((

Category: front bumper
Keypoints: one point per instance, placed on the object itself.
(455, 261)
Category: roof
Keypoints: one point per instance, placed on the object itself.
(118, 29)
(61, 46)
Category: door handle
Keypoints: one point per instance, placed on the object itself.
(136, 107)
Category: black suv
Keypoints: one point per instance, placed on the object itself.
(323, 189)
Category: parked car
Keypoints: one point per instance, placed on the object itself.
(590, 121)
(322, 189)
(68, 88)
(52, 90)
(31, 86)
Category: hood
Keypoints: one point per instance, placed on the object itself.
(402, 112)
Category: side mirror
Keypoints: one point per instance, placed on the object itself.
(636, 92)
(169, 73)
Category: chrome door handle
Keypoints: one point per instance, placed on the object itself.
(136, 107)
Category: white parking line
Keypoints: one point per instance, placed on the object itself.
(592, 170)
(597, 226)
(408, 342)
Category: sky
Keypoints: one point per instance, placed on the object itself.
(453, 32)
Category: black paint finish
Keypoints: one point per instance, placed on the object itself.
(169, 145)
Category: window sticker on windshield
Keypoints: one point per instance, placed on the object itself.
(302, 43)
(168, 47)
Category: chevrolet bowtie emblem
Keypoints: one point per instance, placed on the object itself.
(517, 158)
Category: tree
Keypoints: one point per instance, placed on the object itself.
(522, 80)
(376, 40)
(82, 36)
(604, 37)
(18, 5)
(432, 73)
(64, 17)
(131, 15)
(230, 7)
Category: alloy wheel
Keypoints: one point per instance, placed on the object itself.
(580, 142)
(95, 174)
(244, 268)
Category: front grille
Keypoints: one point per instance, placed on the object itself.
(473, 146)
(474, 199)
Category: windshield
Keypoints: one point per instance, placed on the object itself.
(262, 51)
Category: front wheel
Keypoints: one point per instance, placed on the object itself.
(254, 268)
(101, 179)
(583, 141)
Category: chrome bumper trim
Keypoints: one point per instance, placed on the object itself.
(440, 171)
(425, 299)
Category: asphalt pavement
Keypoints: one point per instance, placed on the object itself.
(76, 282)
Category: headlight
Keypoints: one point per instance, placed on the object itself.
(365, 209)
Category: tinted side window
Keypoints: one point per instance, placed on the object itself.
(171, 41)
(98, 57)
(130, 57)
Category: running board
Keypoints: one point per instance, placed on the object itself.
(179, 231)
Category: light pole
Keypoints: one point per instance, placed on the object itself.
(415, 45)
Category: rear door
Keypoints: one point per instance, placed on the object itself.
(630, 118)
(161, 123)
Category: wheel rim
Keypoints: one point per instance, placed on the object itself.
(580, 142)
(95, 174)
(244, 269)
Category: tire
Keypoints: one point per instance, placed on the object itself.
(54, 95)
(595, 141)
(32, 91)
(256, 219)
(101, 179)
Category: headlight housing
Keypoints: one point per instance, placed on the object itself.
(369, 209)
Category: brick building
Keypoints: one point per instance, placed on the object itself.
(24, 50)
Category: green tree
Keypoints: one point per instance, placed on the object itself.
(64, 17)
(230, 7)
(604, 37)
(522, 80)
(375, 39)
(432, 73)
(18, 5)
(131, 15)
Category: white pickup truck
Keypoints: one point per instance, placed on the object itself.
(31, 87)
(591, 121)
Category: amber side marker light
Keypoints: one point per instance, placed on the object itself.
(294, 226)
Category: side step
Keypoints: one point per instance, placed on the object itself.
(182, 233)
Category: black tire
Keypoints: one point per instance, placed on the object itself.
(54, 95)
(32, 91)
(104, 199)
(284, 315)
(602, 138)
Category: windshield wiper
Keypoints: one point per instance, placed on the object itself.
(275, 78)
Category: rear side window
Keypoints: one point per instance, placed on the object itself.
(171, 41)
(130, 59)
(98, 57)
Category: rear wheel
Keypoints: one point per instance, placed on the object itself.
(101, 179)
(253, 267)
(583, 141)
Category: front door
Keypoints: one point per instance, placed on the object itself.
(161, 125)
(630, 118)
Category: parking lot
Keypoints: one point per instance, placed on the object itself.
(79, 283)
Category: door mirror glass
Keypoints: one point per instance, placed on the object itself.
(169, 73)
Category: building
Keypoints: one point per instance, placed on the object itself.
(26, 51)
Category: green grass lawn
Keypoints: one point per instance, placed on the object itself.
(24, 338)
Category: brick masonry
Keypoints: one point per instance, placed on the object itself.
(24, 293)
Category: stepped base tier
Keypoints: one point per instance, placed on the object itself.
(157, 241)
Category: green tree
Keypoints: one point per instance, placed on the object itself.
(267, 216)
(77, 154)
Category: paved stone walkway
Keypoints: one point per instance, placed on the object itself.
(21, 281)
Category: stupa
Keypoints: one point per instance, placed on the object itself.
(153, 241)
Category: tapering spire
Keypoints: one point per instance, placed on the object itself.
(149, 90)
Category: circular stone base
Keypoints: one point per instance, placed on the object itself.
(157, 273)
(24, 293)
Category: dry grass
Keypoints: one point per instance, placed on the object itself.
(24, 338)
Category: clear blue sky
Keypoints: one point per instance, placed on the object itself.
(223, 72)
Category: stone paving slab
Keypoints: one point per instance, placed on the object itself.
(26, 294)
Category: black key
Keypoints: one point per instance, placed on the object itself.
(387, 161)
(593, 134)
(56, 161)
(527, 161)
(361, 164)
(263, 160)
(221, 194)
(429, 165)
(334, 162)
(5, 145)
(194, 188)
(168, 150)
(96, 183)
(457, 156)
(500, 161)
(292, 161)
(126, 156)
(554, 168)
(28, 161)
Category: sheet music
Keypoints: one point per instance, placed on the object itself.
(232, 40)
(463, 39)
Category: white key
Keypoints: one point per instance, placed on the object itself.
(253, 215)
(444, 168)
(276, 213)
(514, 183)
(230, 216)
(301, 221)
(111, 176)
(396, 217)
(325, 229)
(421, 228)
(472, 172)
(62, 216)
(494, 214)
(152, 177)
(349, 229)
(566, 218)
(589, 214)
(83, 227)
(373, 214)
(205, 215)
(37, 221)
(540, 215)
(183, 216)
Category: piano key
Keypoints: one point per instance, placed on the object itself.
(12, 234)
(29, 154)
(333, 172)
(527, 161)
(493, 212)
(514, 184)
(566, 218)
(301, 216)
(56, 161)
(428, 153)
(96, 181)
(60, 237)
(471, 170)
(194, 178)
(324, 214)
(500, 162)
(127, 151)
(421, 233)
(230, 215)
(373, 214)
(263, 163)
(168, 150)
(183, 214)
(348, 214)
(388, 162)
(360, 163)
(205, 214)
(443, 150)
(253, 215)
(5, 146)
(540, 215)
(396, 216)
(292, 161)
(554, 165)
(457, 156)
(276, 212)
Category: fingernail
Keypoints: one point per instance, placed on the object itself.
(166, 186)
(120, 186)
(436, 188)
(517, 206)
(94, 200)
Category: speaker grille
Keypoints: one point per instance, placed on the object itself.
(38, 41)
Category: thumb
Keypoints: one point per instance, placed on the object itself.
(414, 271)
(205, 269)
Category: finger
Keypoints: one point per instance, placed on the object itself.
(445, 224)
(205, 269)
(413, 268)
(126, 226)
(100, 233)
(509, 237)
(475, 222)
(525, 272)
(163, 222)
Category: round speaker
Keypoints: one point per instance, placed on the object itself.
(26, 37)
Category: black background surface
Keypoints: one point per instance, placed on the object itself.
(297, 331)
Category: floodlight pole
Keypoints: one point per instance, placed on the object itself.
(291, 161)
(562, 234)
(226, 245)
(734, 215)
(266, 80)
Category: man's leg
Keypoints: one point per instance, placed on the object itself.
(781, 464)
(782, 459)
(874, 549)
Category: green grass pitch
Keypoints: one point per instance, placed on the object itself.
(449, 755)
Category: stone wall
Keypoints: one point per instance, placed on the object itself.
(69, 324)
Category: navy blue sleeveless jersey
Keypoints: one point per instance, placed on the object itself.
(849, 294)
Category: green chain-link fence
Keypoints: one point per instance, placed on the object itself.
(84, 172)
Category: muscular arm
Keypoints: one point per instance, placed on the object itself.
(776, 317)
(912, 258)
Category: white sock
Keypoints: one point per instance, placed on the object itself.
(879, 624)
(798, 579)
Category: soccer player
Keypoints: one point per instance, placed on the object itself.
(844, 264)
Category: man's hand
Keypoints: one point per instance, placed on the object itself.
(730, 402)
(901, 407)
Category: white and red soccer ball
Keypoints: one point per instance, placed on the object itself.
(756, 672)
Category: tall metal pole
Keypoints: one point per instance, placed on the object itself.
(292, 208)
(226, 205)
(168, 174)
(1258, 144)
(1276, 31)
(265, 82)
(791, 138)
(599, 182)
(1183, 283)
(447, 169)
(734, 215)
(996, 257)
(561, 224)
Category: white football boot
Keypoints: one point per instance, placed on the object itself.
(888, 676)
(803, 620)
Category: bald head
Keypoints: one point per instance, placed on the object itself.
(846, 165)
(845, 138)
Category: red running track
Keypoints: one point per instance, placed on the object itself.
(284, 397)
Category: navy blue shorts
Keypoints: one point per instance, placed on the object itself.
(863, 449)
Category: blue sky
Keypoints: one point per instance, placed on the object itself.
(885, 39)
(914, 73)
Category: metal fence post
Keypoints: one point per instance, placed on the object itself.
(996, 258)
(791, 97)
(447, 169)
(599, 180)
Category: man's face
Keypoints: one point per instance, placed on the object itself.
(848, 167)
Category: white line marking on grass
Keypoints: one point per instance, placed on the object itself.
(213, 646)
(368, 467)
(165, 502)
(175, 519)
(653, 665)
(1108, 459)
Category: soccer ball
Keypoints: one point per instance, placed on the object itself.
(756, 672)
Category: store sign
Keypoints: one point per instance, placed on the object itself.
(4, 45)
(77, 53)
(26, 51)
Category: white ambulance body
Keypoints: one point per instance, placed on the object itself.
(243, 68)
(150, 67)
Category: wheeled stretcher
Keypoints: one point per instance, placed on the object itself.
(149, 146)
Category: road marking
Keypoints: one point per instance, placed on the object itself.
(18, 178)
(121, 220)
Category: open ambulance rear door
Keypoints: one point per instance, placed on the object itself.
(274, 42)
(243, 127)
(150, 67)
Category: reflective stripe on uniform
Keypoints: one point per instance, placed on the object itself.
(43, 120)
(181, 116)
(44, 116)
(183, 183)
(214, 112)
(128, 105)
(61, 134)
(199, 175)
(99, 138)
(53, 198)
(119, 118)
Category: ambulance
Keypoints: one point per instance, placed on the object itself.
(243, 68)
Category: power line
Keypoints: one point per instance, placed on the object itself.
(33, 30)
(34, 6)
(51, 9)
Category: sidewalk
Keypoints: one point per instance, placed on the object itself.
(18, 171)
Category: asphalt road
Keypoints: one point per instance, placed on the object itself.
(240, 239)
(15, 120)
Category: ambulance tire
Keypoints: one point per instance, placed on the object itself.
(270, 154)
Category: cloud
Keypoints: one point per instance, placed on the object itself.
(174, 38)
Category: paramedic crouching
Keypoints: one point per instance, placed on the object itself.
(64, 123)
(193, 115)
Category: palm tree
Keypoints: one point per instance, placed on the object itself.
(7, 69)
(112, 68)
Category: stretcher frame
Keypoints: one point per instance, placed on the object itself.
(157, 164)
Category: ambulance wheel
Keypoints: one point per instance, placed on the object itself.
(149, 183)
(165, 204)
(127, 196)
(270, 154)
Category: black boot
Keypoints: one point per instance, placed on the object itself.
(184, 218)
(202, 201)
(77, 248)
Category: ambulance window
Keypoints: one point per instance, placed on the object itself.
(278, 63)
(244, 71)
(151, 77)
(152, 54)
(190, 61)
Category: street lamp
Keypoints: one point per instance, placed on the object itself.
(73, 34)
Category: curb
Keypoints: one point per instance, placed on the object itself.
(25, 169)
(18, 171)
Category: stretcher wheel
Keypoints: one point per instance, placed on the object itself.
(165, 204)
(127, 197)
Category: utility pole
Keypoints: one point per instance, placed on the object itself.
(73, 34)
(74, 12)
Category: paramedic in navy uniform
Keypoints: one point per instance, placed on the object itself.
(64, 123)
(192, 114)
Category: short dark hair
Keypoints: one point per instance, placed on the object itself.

))

### Task objective
Through the last line of the entries above, beginning at the line containing "Category: power line", transcribe each line exactly, both ends included and nothing more.

### Result of this task
Category: power line
Keypoints: one point per instance, placed on the object itself.
(33, 30)
(34, 6)
(51, 9)
Category: sidewalk
Keypoints: one point per instance, placed on the object itself.
(18, 171)
Category: asphalt road
Keypoints: one point per instance, placed on the object itself.
(240, 239)
(15, 120)
Category: ambulance tire
Keypoints: one point per instance, placed on the object itself.
(270, 154)
Category: cloud
Keypoints: one point per instance, placed on the object itself.
(174, 38)
Category: paramedic crouching
Keypoints: one point per instance, placed on the object itself.
(64, 123)
(193, 115)
Category: palm tree
Keypoints: one point per instance, placed on the object itself.
(7, 69)
(112, 68)
Category: stretcher frame
Keypoints: one point per instance, placed on the object itself.
(157, 164)
Category: ambulance wheel
Keypoints: one point per instance, placed on the object itself.
(149, 183)
(165, 204)
(127, 196)
(270, 154)
Category: black boot
Keypoints: one point per instance, placed on the object itself.
(184, 218)
(202, 201)
(77, 248)
Category: ambulance window
Keypoints: one point per instance, placed on the object itself.
(278, 63)
(244, 71)
(151, 77)
(152, 54)
(190, 61)
Category: street lamp
Keypoints: one point per instance, placed on the object itself.
(73, 34)
Category: curb
Keypoints: one point per instance, placed on the object itself.
(25, 169)
(18, 171)
Category: stretcher wheel
Keypoints: one point per instance, placed on the object itself.
(165, 204)
(127, 197)
Category: utility pole
Keypoints: one point per instance, placed on the object itself.
(73, 34)
(74, 12)
Category: paramedic in navy uniform
Keypoints: one point per instance, placed on the object itself.
(64, 123)
(192, 114)
Category: short dark hair
Keypoints: one point per instance, placed on the object itself.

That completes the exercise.